◆ **EXTRACT PROVIDED**:
_ _ _ _ _
Tunis is one of the most vibrant capitals in Africa, criss-crossed by the same fault lines that run through Tunisian society. This region is seen as a bastion of human rights in the Maghreb, where women have had the right to abortion and divorce for over 50 years. At the same time, in recent years, the number of Tunisians who have left to join ISIS is very large, considered in proportion to the country’s small population.
In 2018, the first woman, Souad Abderrahim, who does not wear the veil (although she is a member of the militant Islamist Ennahda party), was elected mayor of Tunis. New alternative clubs are springing up all over the city, managed by young people and offering safe spaces where even women and LGBTQI people can drink alcohol and listen to live music. However, the prices are just as “Western” as the interior design, unaffordable for the lower socioeconomic classes, who frequent the traditional bars, which are men only.
I am going to interview Nadhem, a Tunisian nurse and gay rights activist. Our meeting point is just outside the Le Rio theater, on the occasion of the opening late last month of the second edition of the Mawjoudin Queer Film Festival, the first of its kind in North Africa.
The entrance of the theater is crowded, with maybe 100 people trying to go in and out at once. Two bodyguards at the gate are checking whether people have the festival bracelet on their wrists. We are in the very center of Tunis. Around the theater, there are many small fast-food restaurants where people are getting shawarma, kebab or malfouf. Young kids are trying to sell napkins to the fast food patrons for a little spare change. A police car drives by, lights flashing, and slowly turns the corner at walking pace. We are some 300 feet from Avenue Bourguiba, the main thoroughfare that cuts through the capital, and on which, among other institutions, the headquarters of the Tunisian Ministry of the Interior are located—a building patrolled by soldiers and surrounded by barbed wire. Meanwhile, tourists crowd both sides of the road, walking through the maze of shops and umbrellas belonging to the cafes. Some soldiers are managing the flow of people from behind the barriers.
Nadhem points to an intersection. “In October, a woman blew herself up right there,” he says. “Fortunately, there were no victims. Except for her. She had ties to Islamic terrorism.” The police car makes another pass around the crowds gathered outside the theater. Bystanders give many curious looks to the festival goers. While some people can be heard cursing or wondering out loud “what has happened to our society,” others are enjoying themselves as they take photos of the waiting crowd.
The Le Rio café and theater is an old building which has long been a gathering spot for the Tunisian LGBTQI community. The walls are full of posters and flyers for avant-garde art shows from around the world. Nadhem tells me that last year, they had held the festival in a hotel outside the city.
“This year, we accepted the challenge of organizing the festival in the city center. So that it would be accessible to everyone,” Ali Bousselmi says, an activist for Mawjoudin and co-organizer of the festival. Mawjoudin—meaning “we exist” in Arabic—is an association dedicated to supporting and promoting the rights of LGBTQI persons, migrants, victims of violence and people with HIV.
_ _ _ _ _
◆ **CHALLENGE 1**:
Please transcribe the passage from the article on Tunis exactly, starting at "In 2018, the" and ending at "in North Africa.".
◆ **CHALLENGE 2**:
Decide whether each statement agrees with the article on Tunis, answering yes or no and quoting the words of the article that settle it: (a) Last year the festival took place in a hotel outside the city. (b) Souad Abderrahim wears the veil. (c) In Arabic, Mawjoudin means "we exist."

◆ **DATA BLOCK**:
_ _ _ _ _
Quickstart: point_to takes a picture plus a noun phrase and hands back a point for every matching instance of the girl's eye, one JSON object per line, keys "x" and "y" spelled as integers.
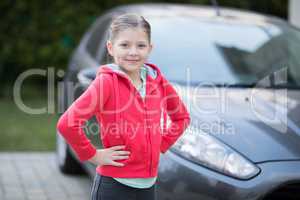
_ _ _ _ _
◆ **CORRECT OUTPUT 1**:
In 2018, the first woman, Souad Abderrahim, who does not wear the veil (although she is a member of the militant Islamist Ennahda party), was elected mayor of Tunis. New alternative clubs are springing up all over the city, managed by young people and offering safe spaces where even women and LGBTQI people can drink alcohol and listen to live music. However, the prices are just as “Western” as the interior design, unaffordable for the lower socioeconomic classes, who frequent the traditional bars, which are men only.
I am going to interview Nadhem, a Tunisian nurse and gay rights activist. Our meeting point is just outside the Le Rio theater, on the occasion of the opening late last month of the second edition of the Mawjoudin Queer Film Festival, the first of its kind in North Africa.

◆ **CORRECT OUTPUT 2**:
(a) Yes: "last year, they had held the festival in a hotel outside the city."
(b) No: "who does not wear the veil"
(c) Yes: "Mawjoudin—meaning “we exist” in Arabic"